__WORK INSTRUCTION__.
Return the listing verbatim, images left out.

__LISTED ENTRIES__.

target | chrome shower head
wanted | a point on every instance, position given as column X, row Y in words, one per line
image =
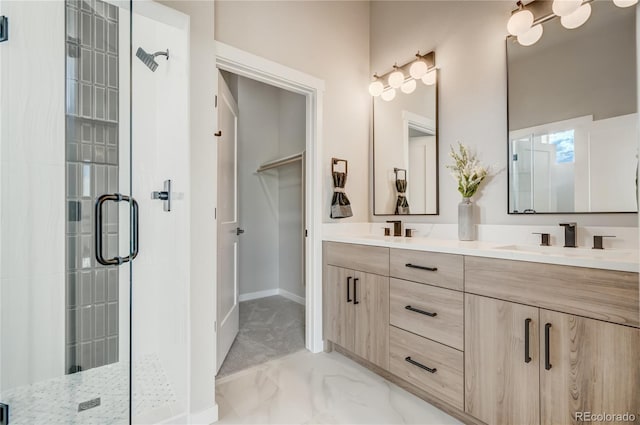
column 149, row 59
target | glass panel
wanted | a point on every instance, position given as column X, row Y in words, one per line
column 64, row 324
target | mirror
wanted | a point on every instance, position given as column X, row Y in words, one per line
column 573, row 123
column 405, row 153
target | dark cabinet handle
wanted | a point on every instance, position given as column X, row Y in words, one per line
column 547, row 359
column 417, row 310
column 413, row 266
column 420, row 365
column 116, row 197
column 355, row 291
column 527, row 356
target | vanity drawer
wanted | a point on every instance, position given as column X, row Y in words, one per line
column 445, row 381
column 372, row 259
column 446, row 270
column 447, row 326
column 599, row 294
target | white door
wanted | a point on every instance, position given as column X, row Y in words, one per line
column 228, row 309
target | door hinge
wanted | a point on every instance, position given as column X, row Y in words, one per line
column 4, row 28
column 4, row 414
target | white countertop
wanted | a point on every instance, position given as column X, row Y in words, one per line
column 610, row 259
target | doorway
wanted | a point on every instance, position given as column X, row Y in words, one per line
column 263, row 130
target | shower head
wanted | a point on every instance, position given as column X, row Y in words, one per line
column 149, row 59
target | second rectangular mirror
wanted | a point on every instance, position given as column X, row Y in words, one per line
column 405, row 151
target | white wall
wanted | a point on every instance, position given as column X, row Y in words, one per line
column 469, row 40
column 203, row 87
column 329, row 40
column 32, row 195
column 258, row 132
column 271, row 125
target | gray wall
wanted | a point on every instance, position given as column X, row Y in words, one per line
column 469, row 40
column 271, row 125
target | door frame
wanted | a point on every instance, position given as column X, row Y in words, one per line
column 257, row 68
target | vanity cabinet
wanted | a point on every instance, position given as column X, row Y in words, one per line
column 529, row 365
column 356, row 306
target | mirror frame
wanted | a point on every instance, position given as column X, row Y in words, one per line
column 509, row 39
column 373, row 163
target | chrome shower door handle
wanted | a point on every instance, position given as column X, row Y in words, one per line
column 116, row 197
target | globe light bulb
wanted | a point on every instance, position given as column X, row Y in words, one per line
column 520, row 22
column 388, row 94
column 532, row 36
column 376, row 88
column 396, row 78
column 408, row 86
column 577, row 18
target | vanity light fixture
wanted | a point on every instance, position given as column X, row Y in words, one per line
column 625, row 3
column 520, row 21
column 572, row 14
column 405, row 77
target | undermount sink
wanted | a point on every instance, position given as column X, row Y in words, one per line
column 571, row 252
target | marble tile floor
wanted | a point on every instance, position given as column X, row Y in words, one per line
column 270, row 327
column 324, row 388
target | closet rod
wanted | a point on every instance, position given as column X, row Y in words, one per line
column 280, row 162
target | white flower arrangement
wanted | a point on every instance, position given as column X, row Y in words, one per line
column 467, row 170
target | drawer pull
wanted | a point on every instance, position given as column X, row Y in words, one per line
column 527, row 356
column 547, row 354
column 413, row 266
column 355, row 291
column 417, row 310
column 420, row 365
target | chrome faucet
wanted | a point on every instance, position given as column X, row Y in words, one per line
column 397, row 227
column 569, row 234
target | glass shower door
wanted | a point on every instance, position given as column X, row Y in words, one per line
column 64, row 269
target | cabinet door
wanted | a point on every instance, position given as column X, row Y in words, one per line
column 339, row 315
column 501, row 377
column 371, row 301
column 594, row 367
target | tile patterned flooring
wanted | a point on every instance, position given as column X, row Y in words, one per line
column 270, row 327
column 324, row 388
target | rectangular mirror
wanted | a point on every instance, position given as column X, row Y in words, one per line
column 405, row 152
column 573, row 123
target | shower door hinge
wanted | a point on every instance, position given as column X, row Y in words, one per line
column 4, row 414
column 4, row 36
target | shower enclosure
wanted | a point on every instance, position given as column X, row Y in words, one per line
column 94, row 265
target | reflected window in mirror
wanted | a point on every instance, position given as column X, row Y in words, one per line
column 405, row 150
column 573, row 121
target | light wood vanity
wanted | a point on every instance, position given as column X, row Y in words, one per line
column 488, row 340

__ANSWER BELOW__.
target | chrome shower head
wanted | a point on every instance, position given as column X, row Y in words, one per line
image =
column 149, row 59
target | glass panel
wanted | a point on every instance, position given as column X, row Y in words, one per line
column 64, row 324
target | mirror
wanted | a point on every instance, position given as column X, row Y in words, one per line
column 573, row 123
column 405, row 153
target | dark cabinet handle
wanted | a point on every instance, position given as column X, row Y in words, one per line
column 547, row 359
column 417, row 310
column 413, row 266
column 420, row 365
column 116, row 197
column 355, row 291
column 527, row 356
target | vanity drawer
wanted | a point on every instance, position given as column X, row Y in words, one per line
column 445, row 381
column 372, row 259
column 446, row 270
column 447, row 326
column 599, row 294
target | white door
wanted | a point on every instance, position given as column X, row Y in words, one per line
column 228, row 309
target | door hinge
wanted | a point on every instance, position given as column X, row Y in words, one per line
column 4, row 28
column 4, row 414
target | white countertop
wanted | a point on every instance, position given as column X, row Y in words, one per line
column 610, row 259
target | doorway
wanted | a point on every instance, position given as column X, row Y in words, one per line
column 263, row 130
target | shower head
wanted | a point on every instance, position given as column X, row Y in words, one per line
column 149, row 59
target | second rectangular mirror
wanted | a point on every instance, position given as column X, row Y in words, one per line
column 405, row 151
target | white wall
wanted | a point on every instance, position given as column X, row Y in words, one per line
column 469, row 40
column 203, row 87
column 329, row 40
column 32, row 195
column 258, row 132
column 271, row 125
target | gray wall
wanted | a point on every instance, position given as column X, row Y in words, one per line
column 469, row 40
column 271, row 125
target | door frame
wanted | a point on every instance, position given as column X, row Y in words, one per line
column 257, row 68
target | vanity cabinet
wanted | a point on every instance, position given as column X, row Y in words, one per line
column 529, row 365
column 356, row 306
target | mirror frame
wanted | a point on every instance, position given as column X, row Y in words, one per line
column 509, row 39
column 373, row 163
target | chrome shower door handle
wanted | a point on every instance, position given as column X, row Y in words, one per line
column 116, row 197
target | globe light bulb
wanted | a point on every instance, position given as column X, row Y in words, one per line
column 520, row 22
column 388, row 94
column 532, row 36
column 376, row 88
column 396, row 78
column 408, row 86
column 577, row 18
target | vanity light fixture
wanted | a point on every instance, position given as column X, row Y in words, one per line
column 625, row 3
column 520, row 21
column 572, row 14
column 405, row 77
target | undermount sink
wanted | a point on every instance, position given as column X, row Y in words, one per line
column 571, row 252
target | marble tile floor
wanted | a point on every instance, position given as column X, row Y in words, one per line
column 270, row 327
column 324, row 388
target | closet rod
wanted | a point on every instance, position given as column X, row Y in words, one per line
column 280, row 162
target | white flower arrangement
wanted | a point on every instance, position given as column X, row Y in words, one per line
column 467, row 170
target | drawer pull
wanted | a point on every instance, position given as column X, row Y in words, one per line
column 527, row 356
column 547, row 354
column 413, row 266
column 355, row 291
column 417, row 310
column 420, row 365
target | chrome faucet
wanted | a point on every instance, position given as column X, row Y in words, one per line
column 397, row 227
column 569, row 234
target | glass shower door
wanted | a point on every instance, position given as column X, row Y in words, one per line
column 64, row 269
target | cabinet door
wanted | a point on every instance, position given as column X, row Y in words, one per line
column 339, row 315
column 501, row 377
column 371, row 301
column 594, row 367
target | tile patterned flooring
wanted | a point on every instance, position given as column X, row Y in words, one per line
column 270, row 327
column 324, row 388
target | rectangular mirror
wanted | a point on every instance, position given as column X, row Y in words, one per line
column 405, row 152
column 573, row 123
target | shower door hinge
wanted | a point on every instance, position given as column X, row Y in words, one per line
column 4, row 414
column 4, row 36
target | shower enclosure
wanted | a point on every instance, position given as column X, row Y in words, one per line
column 94, row 265
target | reflected window in mirror
wanted | a point on every instance, position given as column X, row Y in words, one per line
column 405, row 150
column 573, row 121
target | light wood vanity
wanted | a point on every instance, position given as column X, row Y in words, one per line
column 488, row 340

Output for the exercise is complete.